## Begin Data excerpts

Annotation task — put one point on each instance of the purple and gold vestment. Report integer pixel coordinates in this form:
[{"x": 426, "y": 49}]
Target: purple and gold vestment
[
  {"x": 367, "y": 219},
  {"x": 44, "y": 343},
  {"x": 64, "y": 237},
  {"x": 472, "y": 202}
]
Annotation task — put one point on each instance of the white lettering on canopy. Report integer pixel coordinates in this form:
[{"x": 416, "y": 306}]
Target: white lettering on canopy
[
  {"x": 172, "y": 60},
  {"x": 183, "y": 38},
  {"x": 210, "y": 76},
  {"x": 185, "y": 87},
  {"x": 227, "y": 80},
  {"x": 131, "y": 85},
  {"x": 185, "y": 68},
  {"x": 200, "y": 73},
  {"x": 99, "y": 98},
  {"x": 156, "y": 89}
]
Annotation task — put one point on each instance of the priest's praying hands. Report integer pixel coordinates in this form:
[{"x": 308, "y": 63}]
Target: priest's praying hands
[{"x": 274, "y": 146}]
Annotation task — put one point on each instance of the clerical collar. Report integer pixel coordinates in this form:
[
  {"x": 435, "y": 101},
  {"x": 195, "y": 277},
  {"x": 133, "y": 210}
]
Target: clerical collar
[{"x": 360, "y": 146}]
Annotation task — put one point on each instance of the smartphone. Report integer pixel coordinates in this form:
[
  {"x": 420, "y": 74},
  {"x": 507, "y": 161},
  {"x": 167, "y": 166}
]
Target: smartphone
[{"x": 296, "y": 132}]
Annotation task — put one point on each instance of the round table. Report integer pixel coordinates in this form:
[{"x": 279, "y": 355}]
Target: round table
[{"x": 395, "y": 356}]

## End Data excerpts

## What to do
Rewrite all the rows above, renaming "Annotation task" to "Labeling task" wherever it occurs and changing nothing else.

## Response to the task
Labeling task — put one point on each instance of the purple and gold vestment. Report integer pixel coordinates in this form:
[{"x": 426, "y": 49}]
Target: purple and gold vestment
[
  {"x": 367, "y": 219},
  {"x": 44, "y": 343},
  {"x": 64, "y": 237},
  {"x": 472, "y": 202}
]
Labeling task — put one point on each instance of the white lettering on canopy. Report integer pixel coordinates in this form:
[{"x": 416, "y": 306}]
Target: white lettering on canopy
[
  {"x": 172, "y": 60},
  {"x": 183, "y": 38},
  {"x": 210, "y": 76},
  {"x": 185, "y": 87},
  {"x": 227, "y": 80},
  {"x": 131, "y": 85},
  {"x": 185, "y": 68},
  {"x": 200, "y": 73},
  {"x": 99, "y": 98},
  {"x": 156, "y": 89}
]
Labeling task — put one point on each instance of the priest's praying hands. Report integer pixel coordinates in this form:
[{"x": 308, "y": 63}]
Target: priest's praying hands
[{"x": 274, "y": 146}]
Labeling task — put one point on each instance of the clerical collar. Report integer pixel coordinates in this form:
[
  {"x": 435, "y": 101},
  {"x": 195, "y": 277},
  {"x": 133, "y": 210}
]
Target: clerical collar
[{"x": 360, "y": 146}]
Labeling task — put one point on each instance of the smartphone. Report integer pixel coordinates in this form:
[
  {"x": 420, "y": 74},
  {"x": 507, "y": 161},
  {"x": 167, "y": 166}
]
Target: smartphone
[{"x": 296, "y": 132}]
Labeling task — put one point on each instance of the round table. Report integer pixel coordinates in this form:
[{"x": 279, "y": 355}]
Target: round table
[{"x": 395, "y": 356}]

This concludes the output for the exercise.